SOURCE PASSAGE:

________________________

Experimental Design 3

To determine whether administration of the TAK1 inhibitor OZ confers brain protection with a wide therapeutic window against SAH, OZ or vehicle was administered 4 h post-SAH. Neurological scores were evaluated at 24 and 72 h post-SAH, and histological analysis was performed at 72 h. A total of 30 rats were used in this experiment (three rats with SAH score of 0 were excluded from the study for low SAH grade at 24 h post-SAH, six SAH rats died before the intended sacrifice).

Biochemical Analysis

The whole cell protein extraction and nuclear fractions were prepared as previously described (15). For Western analysis, 35 μg of total protein were loaded in each lane of SDS-PAGE, electrophoresed, and transferred to a nitrocellulose membrane. The blot containing the transferred protein was blocked in blocking buffer for 1 h at room temperature followed by incubation with appropriate primary antibody in blocking buffer for 2 h to overnight at 4 °C. The primary antibodies were against cleaved caspase-3 (catalog number 9661), p-ERK1/2 (catalog number 4370P), p-JNK (catalog number 4668P), p-c-Jun (catalog number D47G9), p-P38 (catalog number 4511), histone 3 (H3, catalog number 9715), or β-actin (catalog number 4967) (1:1000, from Cell Signaling Technology, Danvers, MA); interleukin (IL)-1β (catalog number ab9722), occludin (catalog number ab31721), p-TAK1 (Ser-439, catalog number ab109404) and phospho-TAK1 (Thr-187, catalog number ab192443) (1:1000, Abcam, Cambridge, MA); TAK1 (catalog number sc-7162), p65 (catalog number sc-372), IκBα (catalog number sc-371), zonula occludens-1 (ZO-1, catalog number sc-10804), and tumor necrosis factor (TNF)-α (catalog number sc-52746) (1:200; from Santa Cruz Biotechnology, Santa Cruz, CA). The signal was detected with horseradish peroxidase-conjugated immunoglobulin G (IgG) using enhanced chemiluminescence detection reagents (Amersham Biosciences International, Buckinghamshire, UK). Blot bands were quantified by densitometry with Image J software (Image J, NIH).

Histological Examination

Rats were anesthetized and transcardially perfused with saline and 4% paraformaldehyde. The brains were removed and postfixed in paraformaldehyde for 24 h. For immunofluorescence microscopy, the brains were frozen in O.C.T. media, sectioned (10 μm), and mounted onto slides. Immunofluorescence staining was performed as described previously (15). The specificity of the immunofluorescence reaction was evaluated by replacement of the primary antibody with rabbit IgG.

________________________

EXERCISES TO COMPLETE:
1. In the methods passage, how many micrograms of total protein were loaded in each lane for Western analysis?
2. Return the part of the methods passage starting with "Experimental Design 3" and going on through "the intended sacrifice).".
3. Take the methods passage on the TAK1 inhibitor study further, picking up after its final sentence.
The lines have no connection to the methods passage.

SUPPLIED INFORMATION:
________________________

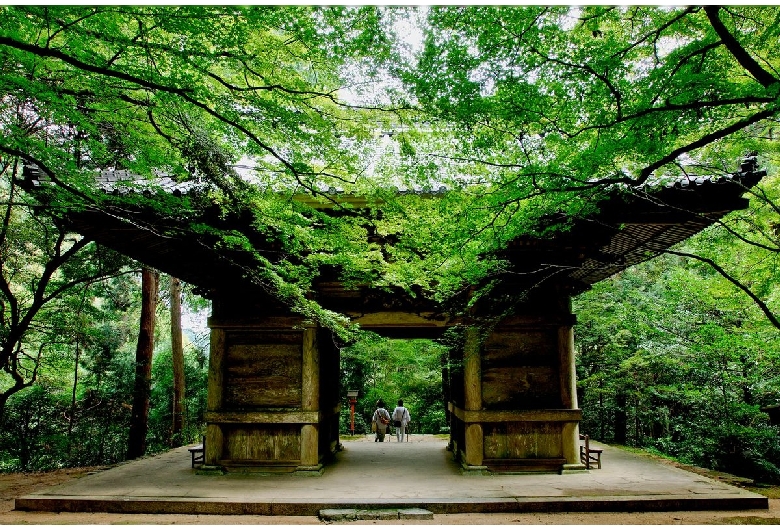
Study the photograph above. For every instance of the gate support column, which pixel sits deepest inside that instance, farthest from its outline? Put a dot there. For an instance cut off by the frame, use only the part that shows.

________________________

RESULTS BY TASK:
1. 35 μg of total protein were loaded in each lane.

2.
Experimental Design 3

To determine whether administration of the TAK1 inhibitor OZ confers brain protection with a wide therapeutic window against SAH, OZ or vehicle was administered 4 h post-SAH. Neurological scores were evaluated at 24 and 72 h post-SAH, and histological analysis was performed at 72 h. A total of 30 rats were used in this experiment (three rats with SAH score of 0 were excluded from the study for low SAH grade at 24 h post-SAH, six SAH rats died before the intended sacrifice).

3.
Terminal dUTP nick-end labeling (TUNEL) assay was conducted by using a TUNEL detection kit according to the manufacturer's instructions (In situ Cell Death Detection Kit, Roche Applied Science). In brief, each section was incubated with 50 μl of TUNEL reaction mixture (contains 5 μl of enzyme solution and 45 μl of Label solution) for 1 h at 37 °C in the dark and then washed with PBS. Slides were then counterstained with 4,6-diamidino-2-phenylindole (DAPI), washed, cover slipped with a water-based mounting medium, and sealed with nail polish. For the negative control, the sections were only incubated with Label solution. The positive cells were identified, counted, and analyzed under the light microscope by an investigator blinded to the grouping. The extent of brain damage was evaluated by the apoptotic index, defined as the average percentage of TUNEL-positive cells in each section counted in 10 cortical microscopic fields (at ×400 magnification). A total of four sections from each animal were used for quantification. The final average percentage of TUNEL-positive cells of the four sections was regarded as the data for each sample.

Formalin-fixed brains (72 h post-SAH) were dehydrated, embedded in paraffin, and sliced into 4-μm thick sections that were stained with cresyl violet. The sampled region for each subfield was demarcated in the inferior basal temporal lobe and cresyl violet neuronal cell bodies were counted. To quantify the amount of nissl staining, 10 random high-power fields (×400) in each coronary section were chosen, and the mean number of intact neurons in the 10 views was regarded as the data of each section. A total of four sections from each animal were used for quantification. The final average number of the four sections was regarded as the data for each sample. The averages of 10 different fields of view were calculated for each animal. A total of five sections (with a minimum of 100 μm from the next) from each animal were used for quantification. The final average number of the five sections was regarded as the data for each sample.

Brain Water Content (Brain Edema)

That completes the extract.